EXTRAIT DU DOCUMENT:
——————————

L'Enfer d'Hugo Lacroix : démystifier le mythe ?

Hugo Lacroix tente le pari de démystifier l’Enfer, plutôt les enfers dont Dante a su, parfois, tirer l’incandescente moelle en plaçant astucieusement Virgile comme garde fou, ou ami de confiance qui lui dessille les yeux à chaque cercle. À croire que Dante se connaît et ne présume en rien de ses forces. « Que peut te faire ce qu’on murmure ici ? le questionne Virgile. Viens derrière moi, et laisse dire les gens. Sois comme une tour, à la cime assurée, que n’ébranle jamais le souffle des vents ; car l’homme en qui germe une pensée sur une autre pensée, s’éloigne de son but, parce que la fougue de l’une amollit l’autre. Chant V du Purgatoire, mais n’est-ce pas lui le véritable enfer ? Cet entre-deux dont rien de bon ne peut jamais sortir ? Se repentir pour un hypothétique salut ou s’assumer pour une éternelle damnation ? Qui peut encore croire à de telles sottises ?!

——————————

OBJECTIF A:
Répondez aux questions suivantes d'après l'extrait, une réponse par ligne :
(i) Quel personnage Dante place-t-il comme garde-fou ?
(ii) De quel chant la citation de Virgile est-elle tirée ?
(iii) À quoi Virgile demande-t-il à Dante d'être semblable ?
OBJECTIF B: Transcrivez fidèlement le passage de l'extrait compris entre « Hugo Lacroix tente » et « de telles sottises ?! », bornes incluses.

DONNÉES FOURNIES:
——————————

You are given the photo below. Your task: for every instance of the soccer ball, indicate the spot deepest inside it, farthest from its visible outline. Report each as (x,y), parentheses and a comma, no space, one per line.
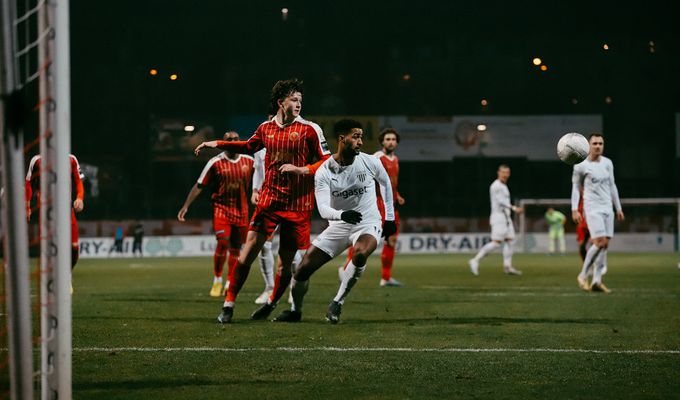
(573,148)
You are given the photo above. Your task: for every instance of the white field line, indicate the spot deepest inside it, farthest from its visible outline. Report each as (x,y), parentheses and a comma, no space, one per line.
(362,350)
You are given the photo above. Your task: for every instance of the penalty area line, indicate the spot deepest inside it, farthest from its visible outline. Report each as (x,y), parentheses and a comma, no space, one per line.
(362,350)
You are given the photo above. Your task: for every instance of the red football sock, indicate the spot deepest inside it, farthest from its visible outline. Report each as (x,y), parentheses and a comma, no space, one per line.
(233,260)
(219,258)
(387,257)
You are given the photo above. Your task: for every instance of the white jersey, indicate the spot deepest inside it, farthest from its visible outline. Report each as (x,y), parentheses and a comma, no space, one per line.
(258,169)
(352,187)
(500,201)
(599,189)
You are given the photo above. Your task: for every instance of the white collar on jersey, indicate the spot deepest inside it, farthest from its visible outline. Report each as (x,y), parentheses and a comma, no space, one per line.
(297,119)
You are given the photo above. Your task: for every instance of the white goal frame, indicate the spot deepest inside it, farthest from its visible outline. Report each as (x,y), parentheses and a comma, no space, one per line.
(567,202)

——————————

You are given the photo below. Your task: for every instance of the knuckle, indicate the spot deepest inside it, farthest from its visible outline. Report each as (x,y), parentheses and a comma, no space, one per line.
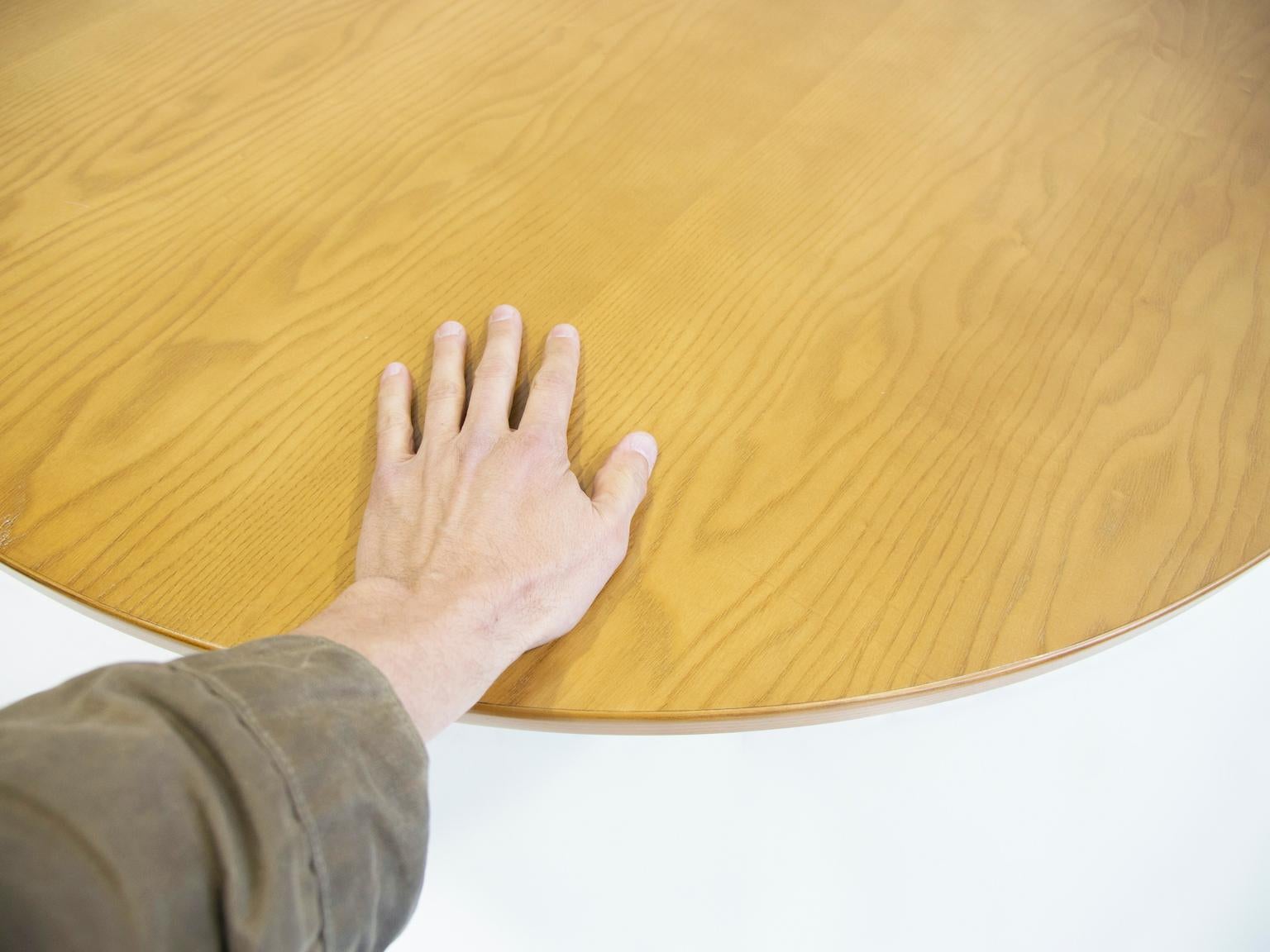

——————————

RÉPONSE RÉDIGÉE A:
(i) Virgile.
(ii) Du chant V du Purgatoire.
(iii) À une tour, à la cime assurée, que n'ébranle jamais le souffle des vents.

RÉPONSE RÉDIGÉE B:
Hugo Lacroix tente le pari de démystifier l’Enfer, plutôt les enfers dont Dante a su, parfois, tirer l’incandescente moelle en plaçant astucieusement Virgile comme garde fou, ou ami de confiance qui lui dessille les yeux à chaque cercle. À croire que Dante se connaît et ne présume en rien de ses forces. « Que peut te faire ce qu’on murmure ici ? le questionne Virgile. Viens derrière moi, et laisse dire les gens. Sois comme une tour, à la cime assurée, que n’ébranle jamais le souffle des vents ; car l’homme en qui germe une pensée sur une autre pensée, s’éloigne de son but, parce que la fougue de l’une amollit l’autre. Chant V du Purgatoire, mais n’est-ce pas lui le véritable enfer ? Cet entre-deux dont rien de bon ne peut jamais sortir ? Se repentir pour un hypothétique salut ou s’assumer pour une éternelle damnation ? Qui peut encore croire à de telles sottises ?!